-------- Items

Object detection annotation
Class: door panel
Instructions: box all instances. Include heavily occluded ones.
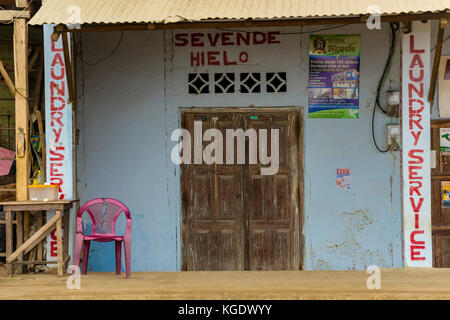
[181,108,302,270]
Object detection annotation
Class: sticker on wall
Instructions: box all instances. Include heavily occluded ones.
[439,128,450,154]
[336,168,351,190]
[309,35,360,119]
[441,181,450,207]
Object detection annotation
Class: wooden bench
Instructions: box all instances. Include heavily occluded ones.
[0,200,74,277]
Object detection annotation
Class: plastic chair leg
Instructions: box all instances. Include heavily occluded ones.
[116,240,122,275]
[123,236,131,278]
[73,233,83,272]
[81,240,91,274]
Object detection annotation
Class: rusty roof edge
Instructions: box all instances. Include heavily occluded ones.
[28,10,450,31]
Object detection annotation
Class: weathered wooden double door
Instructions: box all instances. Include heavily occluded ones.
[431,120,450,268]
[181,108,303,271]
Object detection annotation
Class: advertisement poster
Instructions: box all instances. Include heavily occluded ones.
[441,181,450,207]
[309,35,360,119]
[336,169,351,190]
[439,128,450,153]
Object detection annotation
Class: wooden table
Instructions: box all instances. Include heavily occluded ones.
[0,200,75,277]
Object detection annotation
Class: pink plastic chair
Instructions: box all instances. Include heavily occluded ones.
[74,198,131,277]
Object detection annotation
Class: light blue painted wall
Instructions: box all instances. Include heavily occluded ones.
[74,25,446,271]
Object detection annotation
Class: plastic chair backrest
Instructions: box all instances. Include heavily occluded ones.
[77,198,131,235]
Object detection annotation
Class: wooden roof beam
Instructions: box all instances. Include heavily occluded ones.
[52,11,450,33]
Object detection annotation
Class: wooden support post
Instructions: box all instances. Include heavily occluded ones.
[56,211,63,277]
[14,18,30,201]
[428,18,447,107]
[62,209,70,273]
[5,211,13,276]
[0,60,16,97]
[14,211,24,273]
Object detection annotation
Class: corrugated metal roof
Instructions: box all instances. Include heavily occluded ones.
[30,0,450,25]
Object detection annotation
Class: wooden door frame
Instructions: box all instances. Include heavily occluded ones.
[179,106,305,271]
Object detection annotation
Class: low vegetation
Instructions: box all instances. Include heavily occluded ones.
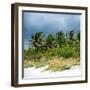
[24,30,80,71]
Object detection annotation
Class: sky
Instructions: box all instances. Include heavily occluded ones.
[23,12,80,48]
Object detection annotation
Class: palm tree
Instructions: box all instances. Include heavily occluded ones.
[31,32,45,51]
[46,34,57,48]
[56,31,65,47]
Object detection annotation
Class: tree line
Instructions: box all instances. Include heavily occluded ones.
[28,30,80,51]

----------------

▶ Request:
Copy all of the records with "partially hidden" substituted for every "heavily occluded", changing nothing else, and omit the picture lines.

▶ Task answer:
Object detection annotation
Class: door panel
Instructions: box all instances. Include partially hidden ones.
[181,108,302,270]
Object detection annotation
Class: sticker on wall
Instructions: box all instances. Include partially hidden ones.
[439,128,450,154]
[336,168,351,190]
[309,35,360,119]
[441,181,450,207]
Object detection annotation
Class: wooden bench
Instructions: box all instances. Include partially hidden ones.
[0,200,74,277]
Object detection annotation
Class: plastic chair leg
Instructions: box all instances. Include partially hidden ones.
[116,240,122,275]
[123,236,131,278]
[73,233,83,272]
[81,240,91,274]
Object detection annotation
Class: rusty roof edge
Instructions: box all instances. Include partially hidden ones.
[28,10,450,31]
Object detection annotation
Class: weathered wooden double door
Instructions: box all instances. Include partially hidden ones.
[431,120,450,268]
[181,108,303,271]
Object detection annotation
Class: advertisement poster
Instructions: box all instances. Include partially hidden ones.
[441,181,450,207]
[309,35,360,119]
[336,169,351,190]
[439,128,450,153]
Object detection annotation
Class: wooden table
Instructions: box all instances. Include partially hidden ones.
[0,200,75,277]
Object detection annotation
Class: pink plastic chair
Instructions: box all instances. Include partially hidden ones.
[74,198,131,277]
Object detection annotation
Class: light blue painted wall
Instructions: box all instances. Include partially hidden ones.
[74,25,446,271]
Object detection annotation
Class: plastic chair backrest
Instructions: box all instances. Include partially hidden ones.
[77,198,131,235]
Object detection annotation
Class: wooden roof beam
Instructions: box all instances. Include partially hidden ones.
[52,11,450,33]
Object detection annotation
Class: wooden support post
Instructions: box all instances. Include partially hidden ones.
[56,211,63,277]
[14,18,30,201]
[428,18,447,107]
[62,209,70,273]
[5,211,13,276]
[0,60,16,97]
[14,211,24,273]
Object detection annotation
Class: corrugated metal roof
Instructions: box all instances. Include partially hidden ones.
[30,0,450,25]
Object detection annotation
Class: wooden door frame
Instructions: box all instances. Include partially hidden ones.
[179,106,305,271]
Object detection annotation
Class: low vegetation
Instructions: box all instances. Include partially hidden ones.
[24,30,80,71]
Object detection annotation
Class: sky
Instructions: box all instances. Include partially hidden ones.
[23,12,80,48]
Object detection annotation
Class: palm tree
Instructions: box all instances. Include partially hidden ones.
[31,32,45,51]
[46,34,57,48]
[56,31,65,47]
Object detection annotation
Class: tree line
Instructions: box all instances. Include partially hidden ones.
[28,30,80,51]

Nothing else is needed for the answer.